==== Provided records

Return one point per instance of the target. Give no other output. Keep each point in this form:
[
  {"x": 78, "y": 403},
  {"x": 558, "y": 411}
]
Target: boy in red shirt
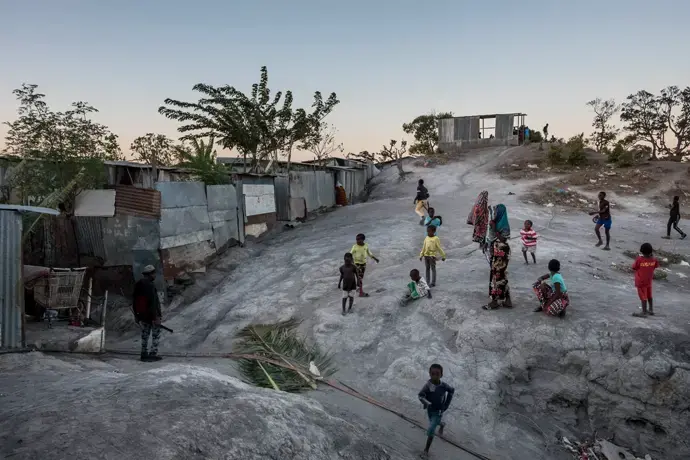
[{"x": 644, "y": 267}]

========

#### [Required action]
Restate every line above word for word. Do not carry over the images.

#### [Result of this exercise]
Return one point per instance of the target. Give no other output. Keep each point in this form:
[
  {"x": 78, "y": 403},
  {"x": 558, "y": 411}
]
Target: boy in red shirt
[{"x": 644, "y": 267}]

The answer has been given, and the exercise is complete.